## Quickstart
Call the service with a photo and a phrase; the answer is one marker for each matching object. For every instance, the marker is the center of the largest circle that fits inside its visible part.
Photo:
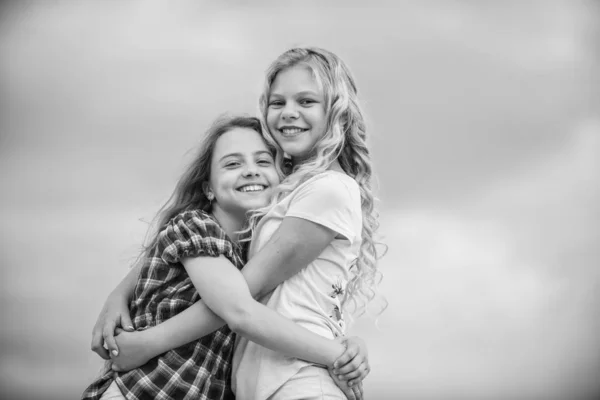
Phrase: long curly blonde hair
(344, 140)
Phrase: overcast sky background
(484, 120)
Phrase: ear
(206, 189)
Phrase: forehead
(295, 79)
(239, 140)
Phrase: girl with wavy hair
(313, 244)
(192, 263)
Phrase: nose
(251, 169)
(289, 112)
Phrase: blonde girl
(312, 248)
(321, 214)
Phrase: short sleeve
(329, 201)
(193, 234)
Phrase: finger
(350, 394)
(98, 345)
(361, 376)
(351, 351)
(109, 338)
(126, 321)
(350, 366)
(358, 392)
(115, 367)
(357, 373)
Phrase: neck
(335, 165)
(231, 224)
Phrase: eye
(307, 102)
(232, 164)
(265, 161)
(276, 103)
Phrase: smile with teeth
(252, 188)
(291, 130)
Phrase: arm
(296, 243)
(114, 313)
(287, 248)
(225, 291)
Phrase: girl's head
(310, 110)
(232, 173)
(309, 105)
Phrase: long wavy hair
(344, 140)
(189, 193)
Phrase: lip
(264, 187)
(298, 130)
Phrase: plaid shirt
(200, 369)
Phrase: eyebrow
(256, 153)
(302, 93)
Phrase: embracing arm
(292, 247)
(115, 313)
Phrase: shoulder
(198, 221)
(192, 233)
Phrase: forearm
(126, 287)
(191, 324)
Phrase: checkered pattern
(200, 369)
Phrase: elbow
(238, 319)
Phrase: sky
(484, 125)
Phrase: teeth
(291, 131)
(252, 188)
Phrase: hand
(353, 365)
(135, 350)
(114, 314)
(354, 392)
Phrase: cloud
(496, 298)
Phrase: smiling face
(242, 173)
(296, 112)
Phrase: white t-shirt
(312, 297)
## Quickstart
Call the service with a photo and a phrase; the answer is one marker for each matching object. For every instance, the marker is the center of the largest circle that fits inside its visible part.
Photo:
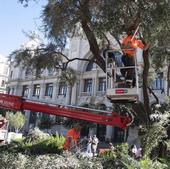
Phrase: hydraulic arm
(11, 102)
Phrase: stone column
(55, 91)
(74, 95)
(27, 112)
(42, 90)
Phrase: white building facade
(4, 69)
(88, 91)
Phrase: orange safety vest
(130, 46)
(74, 136)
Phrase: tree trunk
(94, 47)
(145, 83)
(168, 80)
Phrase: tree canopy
(64, 19)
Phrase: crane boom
(11, 102)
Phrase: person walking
(72, 136)
(95, 142)
(89, 145)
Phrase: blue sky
(15, 19)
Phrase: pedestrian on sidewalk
(95, 142)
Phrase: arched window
(91, 66)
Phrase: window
(36, 91)
(25, 91)
(91, 66)
(51, 71)
(5, 71)
(102, 84)
(49, 89)
(3, 83)
(88, 85)
(11, 74)
(62, 89)
(158, 83)
(28, 72)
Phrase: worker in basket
(3, 123)
(130, 44)
(71, 137)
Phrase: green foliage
(68, 76)
(37, 142)
(16, 120)
(156, 133)
(45, 121)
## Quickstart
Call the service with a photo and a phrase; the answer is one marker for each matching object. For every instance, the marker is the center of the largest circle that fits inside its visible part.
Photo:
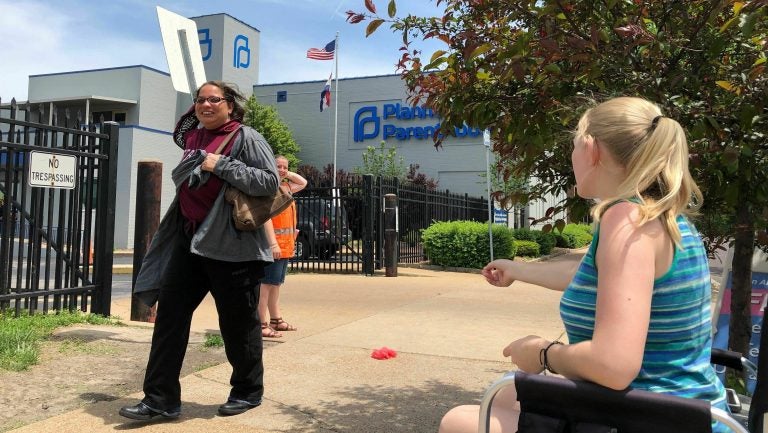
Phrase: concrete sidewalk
(448, 329)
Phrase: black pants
(234, 286)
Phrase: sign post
(487, 144)
(182, 50)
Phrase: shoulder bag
(251, 212)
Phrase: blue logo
(241, 48)
(205, 41)
(368, 115)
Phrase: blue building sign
(369, 125)
(205, 42)
(241, 51)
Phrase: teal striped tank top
(677, 350)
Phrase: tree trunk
(741, 285)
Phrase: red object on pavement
(383, 353)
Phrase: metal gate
(336, 226)
(56, 239)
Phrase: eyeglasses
(211, 99)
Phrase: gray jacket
(250, 168)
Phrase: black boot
(236, 407)
(142, 412)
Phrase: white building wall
(457, 165)
(118, 83)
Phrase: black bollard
(148, 189)
(391, 249)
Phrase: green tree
(382, 162)
(266, 120)
(525, 69)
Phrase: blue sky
(49, 36)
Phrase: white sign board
(182, 50)
(50, 170)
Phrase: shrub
(582, 234)
(524, 234)
(546, 241)
(565, 239)
(465, 243)
(527, 248)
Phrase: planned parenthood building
(372, 110)
(143, 101)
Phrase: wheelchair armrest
(630, 411)
(727, 358)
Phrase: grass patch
(213, 340)
(20, 337)
(78, 345)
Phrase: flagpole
(335, 111)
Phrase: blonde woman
(637, 308)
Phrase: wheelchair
(552, 404)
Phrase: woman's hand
(499, 272)
(525, 353)
(210, 161)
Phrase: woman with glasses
(197, 249)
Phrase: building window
(120, 117)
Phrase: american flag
(325, 95)
(322, 53)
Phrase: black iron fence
(57, 183)
(341, 228)
(419, 207)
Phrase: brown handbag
(251, 212)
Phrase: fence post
(758, 411)
(105, 224)
(148, 190)
(390, 235)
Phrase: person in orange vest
(284, 226)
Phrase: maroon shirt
(196, 203)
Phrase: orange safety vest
(284, 224)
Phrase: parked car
(323, 227)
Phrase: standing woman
(637, 307)
(284, 226)
(197, 249)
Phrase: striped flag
(325, 95)
(322, 53)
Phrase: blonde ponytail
(654, 152)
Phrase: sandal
(268, 332)
(278, 324)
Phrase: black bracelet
(543, 357)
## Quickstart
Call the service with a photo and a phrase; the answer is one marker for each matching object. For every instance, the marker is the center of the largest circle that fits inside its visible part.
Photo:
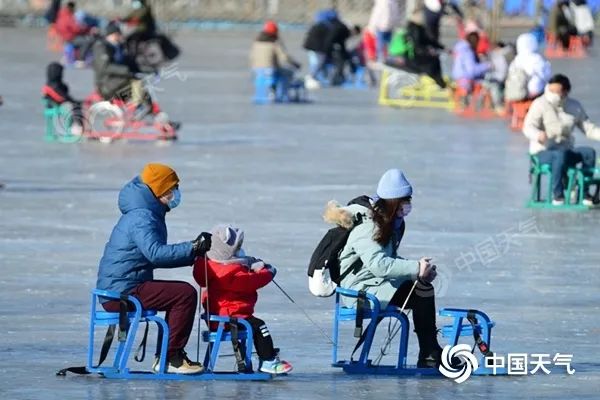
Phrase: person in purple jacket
(467, 68)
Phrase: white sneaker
(179, 364)
(311, 83)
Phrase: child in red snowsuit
(231, 290)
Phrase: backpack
(324, 266)
(400, 45)
(516, 84)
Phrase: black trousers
(263, 342)
(422, 304)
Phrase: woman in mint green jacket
(371, 255)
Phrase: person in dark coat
(426, 59)
(138, 245)
(115, 71)
(56, 92)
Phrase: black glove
(202, 244)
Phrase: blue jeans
(563, 159)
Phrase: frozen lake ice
(270, 170)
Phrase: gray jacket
(558, 122)
(382, 272)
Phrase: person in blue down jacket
(138, 245)
(467, 69)
(370, 262)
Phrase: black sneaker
(180, 364)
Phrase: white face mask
(240, 253)
(553, 98)
(404, 210)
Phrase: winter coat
(138, 243)
(584, 20)
(268, 52)
(59, 91)
(558, 122)
(466, 67)
(422, 43)
(385, 16)
(316, 37)
(111, 75)
(231, 289)
(143, 20)
(529, 61)
(382, 271)
(66, 25)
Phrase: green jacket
(382, 271)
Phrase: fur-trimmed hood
(346, 217)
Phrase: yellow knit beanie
(160, 178)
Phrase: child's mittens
(257, 266)
(271, 269)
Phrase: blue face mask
(174, 202)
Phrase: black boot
(430, 351)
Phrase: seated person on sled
(138, 245)
(371, 252)
(419, 53)
(118, 77)
(231, 290)
(549, 126)
(269, 52)
(56, 92)
(142, 19)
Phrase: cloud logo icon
(462, 372)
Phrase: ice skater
(231, 290)
(138, 246)
(371, 255)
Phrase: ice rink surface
(270, 170)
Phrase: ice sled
(476, 104)
(577, 179)
(120, 367)
(480, 325)
(406, 89)
(271, 87)
(105, 121)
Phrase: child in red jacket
(231, 290)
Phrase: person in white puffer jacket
(386, 16)
(549, 126)
(529, 72)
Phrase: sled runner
(128, 323)
(478, 325)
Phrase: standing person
(231, 291)
(385, 17)
(315, 43)
(549, 126)
(583, 19)
(434, 11)
(78, 35)
(116, 73)
(268, 51)
(118, 76)
(425, 57)
(371, 253)
(138, 245)
(467, 68)
(562, 23)
(529, 72)
(495, 79)
(56, 91)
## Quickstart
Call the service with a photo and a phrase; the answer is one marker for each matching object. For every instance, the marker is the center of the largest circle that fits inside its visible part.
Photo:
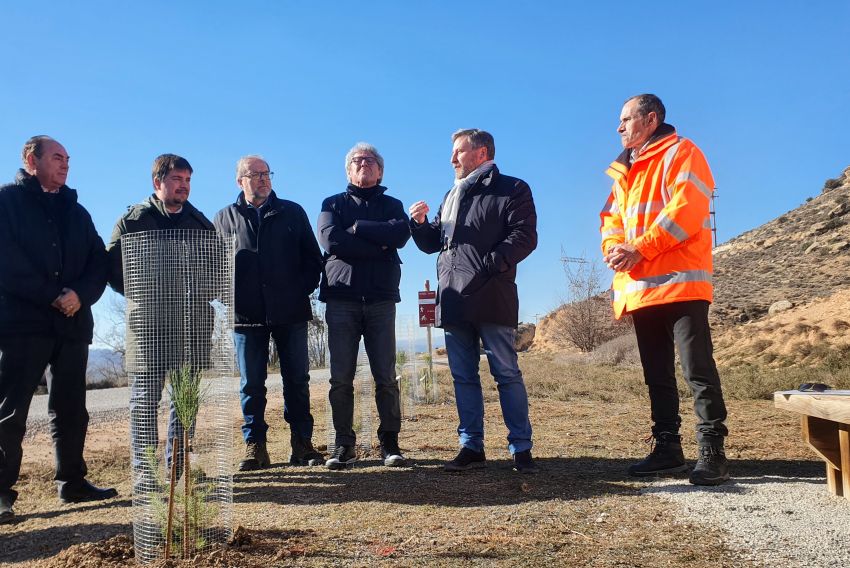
#####
Leaving out every picture, repeat the records above exactly as they stand.

→ **Reply**
## Quickstart
Call the service with a photo and a phrase; the answer is one marker for each matching object. For every instance, the marker is the center of the largest circle that fits inside its visible part.
Photo:
Phrase: long curly blonde hair
(344, 140)
Phrase: overcast sky background
(484, 120)
Phrase: ear
(206, 189)
Phrase: forehead
(295, 79)
(239, 140)
Phrase: girl with wavy hair
(313, 244)
(192, 263)
Phrase: nose
(251, 169)
(289, 112)
Phrase: blonde girl
(312, 248)
(321, 214)
Phrase: short sleeve
(329, 201)
(193, 234)
Phrase: finger
(350, 394)
(98, 345)
(361, 376)
(351, 351)
(109, 338)
(126, 321)
(350, 366)
(358, 392)
(115, 367)
(357, 373)
Phrase: neck
(335, 165)
(231, 224)
Phrase: eye
(307, 102)
(232, 164)
(265, 161)
(276, 103)
Phrase: smile with teeth
(252, 188)
(291, 130)
Phrase: arm
(296, 243)
(114, 313)
(287, 248)
(225, 291)
Phrase: girl's head
(310, 110)
(232, 173)
(309, 105)
Phrase: long wavy hair
(344, 140)
(189, 193)
Phrase: lip
(264, 187)
(298, 130)
Phrase: plaid shirt
(200, 369)
Phrase: eyebrow
(256, 153)
(302, 93)
Phrase: embracing arm
(292, 247)
(115, 313)
Phrase: shoulder
(198, 221)
(192, 233)
Phrase: forearm
(126, 287)
(191, 324)
Phrase: checkered pattern
(200, 369)
Phrase: elbow
(238, 319)
Phrase: sky
(484, 125)
Phrase: teeth
(291, 131)
(252, 188)
Phrase: hand
(353, 365)
(135, 350)
(114, 314)
(354, 392)
Phrase: cloud
(496, 298)
Phrase: smiling face
(242, 173)
(296, 112)
Phrase: white t-shirt
(312, 297)
## Quickstart
Call the service with a photo and a phrase; the answer is one marker for each matching object. For every instance, the marker is the center of the largest circle that fits inside its visible part.
Photo:
Phrase: hydraulic arm
(11, 102)
Phrase: stone column
(55, 91)
(74, 95)
(27, 112)
(42, 90)
Phrase: white building facade
(4, 69)
(88, 91)
Phrase: orange safety vest
(130, 46)
(74, 136)
Phrase: tree trunk
(94, 47)
(145, 83)
(168, 80)
Phrase: tree canopy
(64, 19)
Phrase: crane boom
(11, 102)
Phrase: person walking
(72, 136)
(95, 142)
(89, 145)
Phrase: blue sky
(15, 19)
Phrase: pedestrian on sidewalk
(95, 142)
Phrase: arched window
(91, 66)
Phrase: window
(36, 91)
(25, 91)
(91, 66)
(51, 71)
(5, 71)
(102, 84)
(49, 89)
(3, 83)
(88, 85)
(11, 74)
(62, 89)
(158, 83)
(28, 72)
Phrase: worker in basket
(3, 123)
(130, 44)
(71, 137)
Phrase: green foliage
(68, 76)
(37, 142)
(16, 120)
(156, 133)
(45, 121)
## Quickstart
Call the service with a photo and a phrase; the answer is one marker for each matching object. For every instance, the marker is the center of the largest circle that fits inside its visible part.
Photo:
Phrase: concrete sidewalk
(448, 329)
Phrase: black pants
(234, 286)
Phrase: sign post
(487, 144)
(182, 50)
Phrase: shoulder bag
(251, 212)
Phrase: blue logo
(241, 48)
(205, 41)
(368, 115)
Phrase: blue building sign
(369, 125)
(205, 42)
(241, 51)
Phrase: teal striped tank top
(677, 350)
Phrase: tree trunk
(741, 285)
Phrase: red object on pavement
(383, 353)
Phrase: metal gate
(336, 226)
(56, 239)
Phrase: eyeglasses
(211, 99)
Phrase: gray jacket
(250, 168)
Phrase: black boot
(236, 407)
(142, 412)
Phrase: white building wall
(457, 165)
(118, 83)
Phrase: black bollard
(148, 189)
(391, 249)
Phrase: green tree
(382, 162)
(266, 120)
(525, 69)
Phrase: blue sky
(49, 36)
Phrase: white sign board
(182, 50)
(50, 170)
Phrase: shrub
(582, 234)
(524, 234)
(546, 241)
(565, 239)
(465, 243)
(527, 248)
Phrase: planned parenthood building
(372, 110)
(143, 101)
Phrase: wheelchair armrest
(630, 411)
(727, 358)
Phrase: grass patch
(213, 340)
(20, 337)
(78, 345)
Phrase: flagpole
(335, 111)
Phrase: blonde woman
(637, 308)
Phrase: wheelchair
(552, 404)
Phrase: woman's hand
(499, 272)
(525, 353)
(210, 161)
Phrase: woman with glasses
(197, 249)
Phrase: building window
(120, 117)
Phrase: american flag
(325, 95)
(322, 53)
Phrase: black iron fence
(57, 183)
(341, 228)
(419, 207)
Phrase: brown handbag
(251, 212)
Phrase: fence post
(758, 411)
(105, 224)
(148, 190)
(390, 235)
Phrase: person in orange vest
(284, 226)
Phrase: maroon shirt
(196, 203)
Phrase: orange safety vest
(284, 224)
Phrase: parked car
(323, 227)
Phrase: standing woman
(637, 307)
(284, 226)
(197, 249)
Phrase: striped flag
(325, 95)
(322, 53)
Phrase: blonde ponytail
(654, 152)
Phrase: sandal
(268, 332)
(278, 324)
Phrase: black bracelet
(543, 357)
## Quickstart
Call the service with a photo and a phrase; the answer is one marker for each matching object. For every instance, the marker is the center of the largest circle that fits inside its visible part.
Photo:
Phrase: person in purple jacket
(467, 68)
Phrase: white sneaker
(179, 364)
(311, 83)
Phrase: child in red snowsuit
(231, 290)
Phrase: backpack
(324, 266)
(400, 45)
(516, 84)
Phrase: black trousers
(263, 342)
(422, 304)
Phrase: woman in mint green jacket
(371, 255)
Phrase: person in dark coat
(426, 59)
(138, 245)
(115, 71)
(56, 92)
Phrase: black glove
(202, 244)
Phrase: blue jeans
(563, 159)
Phrase: frozen lake ice
(270, 170)
Phrase: gray jacket
(558, 122)
(382, 272)
Phrase: person in blue down jacket
(138, 245)
(467, 69)
(370, 262)
Phrase: black sneaker
(180, 364)
Phrase: white face mask
(240, 253)
(553, 98)
(404, 210)
Phrase: winter coat
(138, 243)
(584, 20)
(268, 52)
(59, 91)
(558, 122)
(466, 67)
(422, 43)
(385, 16)
(316, 37)
(111, 75)
(231, 289)
(143, 20)
(529, 61)
(382, 271)
(66, 25)
Phrase: green jacket
(382, 271)
Phrase: fur-trimmed hood
(346, 217)
Phrase: yellow knit beanie
(160, 178)
Phrase: child's mittens
(257, 266)
(271, 269)
Phrase: blue face mask
(174, 202)
Phrase: black boot
(430, 351)
Phrase: seated person on sled
(138, 245)
(371, 252)
(419, 53)
(118, 77)
(231, 290)
(549, 126)
(269, 52)
(56, 92)
(142, 19)
Phrase: cloud logo icon
(462, 372)
Phrase: ice skater
(231, 290)
(138, 246)
(371, 255)
Phrase: ice rink surface
(270, 170)
Phrase: ice sled
(476, 104)
(577, 179)
(120, 367)
(480, 325)
(406, 89)
(271, 87)
(105, 121)
Phrase: child in red jacket
(231, 290)
Phrase: person in white puffer jacket
(386, 16)
(549, 126)
(529, 72)
Phrase: sled runner
(128, 323)
(478, 325)
Phrase: standing person
(231, 291)
(385, 17)
(315, 43)
(549, 126)
(583, 19)
(434, 11)
(78, 35)
(116, 73)
(268, 51)
(118, 76)
(425, 57)
(371, 253)
(138, 245)
(467, 68)
(562, 23)
(529, 72)
(495, 79)
(56, 91)
## Quickstart
Call the service with a photo and a phrase; the answer is one marker for each matching object. For every instance, the marker is the center of the largest circle that fits inside its visible part.
Photo:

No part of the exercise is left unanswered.